#### [Assignment]
Give the data again exactly as it is written.

#### [Extracted records]

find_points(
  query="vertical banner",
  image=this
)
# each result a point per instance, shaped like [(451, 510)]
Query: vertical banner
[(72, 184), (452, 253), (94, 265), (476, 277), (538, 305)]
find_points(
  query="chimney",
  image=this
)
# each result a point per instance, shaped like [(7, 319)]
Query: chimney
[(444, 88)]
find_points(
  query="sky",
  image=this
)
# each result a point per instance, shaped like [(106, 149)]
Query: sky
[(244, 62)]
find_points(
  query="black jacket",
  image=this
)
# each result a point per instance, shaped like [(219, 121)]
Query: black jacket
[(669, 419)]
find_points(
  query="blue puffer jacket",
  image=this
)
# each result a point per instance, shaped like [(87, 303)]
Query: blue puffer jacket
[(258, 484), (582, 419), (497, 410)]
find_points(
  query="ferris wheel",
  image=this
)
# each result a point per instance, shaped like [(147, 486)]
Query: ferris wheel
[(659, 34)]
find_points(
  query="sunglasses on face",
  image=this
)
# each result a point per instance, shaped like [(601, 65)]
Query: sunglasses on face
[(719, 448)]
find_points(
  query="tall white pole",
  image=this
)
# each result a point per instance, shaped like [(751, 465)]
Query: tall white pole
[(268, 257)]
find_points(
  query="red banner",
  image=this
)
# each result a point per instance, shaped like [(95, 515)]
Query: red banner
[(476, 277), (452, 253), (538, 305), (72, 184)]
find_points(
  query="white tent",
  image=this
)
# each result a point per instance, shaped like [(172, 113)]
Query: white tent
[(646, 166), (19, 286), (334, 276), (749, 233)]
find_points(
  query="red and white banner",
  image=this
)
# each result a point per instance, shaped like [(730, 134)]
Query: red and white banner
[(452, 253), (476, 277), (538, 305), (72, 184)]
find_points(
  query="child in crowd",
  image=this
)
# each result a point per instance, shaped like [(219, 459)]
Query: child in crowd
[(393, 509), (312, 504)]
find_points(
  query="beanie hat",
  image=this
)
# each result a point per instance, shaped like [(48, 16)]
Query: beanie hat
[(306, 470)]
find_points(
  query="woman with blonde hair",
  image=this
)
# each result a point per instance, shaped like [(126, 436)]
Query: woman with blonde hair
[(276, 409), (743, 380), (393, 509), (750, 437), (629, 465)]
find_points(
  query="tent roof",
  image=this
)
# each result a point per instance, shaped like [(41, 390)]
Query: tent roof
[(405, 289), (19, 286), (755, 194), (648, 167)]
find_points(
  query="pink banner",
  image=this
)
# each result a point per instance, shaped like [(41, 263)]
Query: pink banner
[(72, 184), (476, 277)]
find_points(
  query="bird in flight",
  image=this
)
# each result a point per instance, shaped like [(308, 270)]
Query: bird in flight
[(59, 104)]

#### [The completed task]
find_points(
  query="vertical banner",
  image=this
)
# each result a point per instance, shaped like [(451, 510)]
Query: vertical banner
[(72, 184), (452, 253), (94, 265), (476, 277), (538, 305)]
find_points(
  query="chimney",
  image=this
)
# each result a point per instance, shaped like [(7, 319)]
Query: chimney
[(444, 88)]
find_points(
  query="sky",
  image=this
)
# each result a point per instance, shaped like [(106, 149)]
Query: sky
[(244, 62)]
find_points(
  query="black jacket",
  image=this
)
# each result a point per instance, shaped like [(219, 121)]
Query: black jacket
[(669, 419)]
find_points(
  query="blue puffer jacket",
  image=this
)
# each result a point per instance, shaped like [(87, 303)]
Query: blue puffer jacket
[(258, 484), (582, 419), (497, 410)]
find_points(
  query="ferris wheel",
  image=this
)
# each result a point per instance, shaped like [(147, 486)]
Query: ferris wheel
[(659, 34)]
find_points(
  query="sunglasses on face",
  image=this
)
# each result a point per instance, shaped like [(601, 65)]
Query: sunglasses on face
[(719, 448)]
find_points(
  query="tall white pole",
  image=this
)
# each result a point per instance, shaped like [(751, 465)]
Query: tall white pole
[(268, 257)]
find_points(
  query="red banner",
  image=this
)
# each result a point per instance, shaped like [(95, 515)]
Query: red banner
[(476, 277), (452, 253), (538, 305), (72, 184)]
find_points(
  query="white tent",
  image=this
)
# each result a point per instance, shaped like [(172, 113)]
Query: white tent
[(646, 166), (19, 286), (334, 276), (749, 233)]
find_points(
  query="red and white banner",
  image=this
)
# each result a point per instance, shaped like [(730, 134)]
Query: red and white banner
[(452, 253), (476, 277), (538, 305), (72, 184)]
find_points(
  query="child in crowd",
  image=this
)
# each result a point per instance, shaped like [(219, 459)]
Query: child in crowd
[(393, 509), (312, 504)]
find_points(
  query="beanie hat",
  image=this
)
# each result a point per instance, shaped like [(48, 16)]
Query: beanie hat
[(306, 470)]
find_points(
  query="woman with blonde hair",
  image=this
)
# each result a point per instance, shaped like [(126, 436)]
Query: woman with blonde hair
[(276, 409), (743, 380), (393, 509), (750, 437), (629, 465)]
find_points(
  query="tent roof",
  image=this
)
# each result a point per instance, shaped like [(41, 390)]
Query: tent roof
[(405, 289), (19, 286), (755, 194), (648, 167)]
find_points(
  query="pink banner",
  image=this
)
# each result a point per instance, shaped like [(41, 263)]
Query: pink banner
[(72, 184), (476, 277)]
find_points(
  query="bird in flight",
  image=this
)
# each result a point per instance, shaped like [(308, 270)]
Query: bird in flight
[(59, 104)]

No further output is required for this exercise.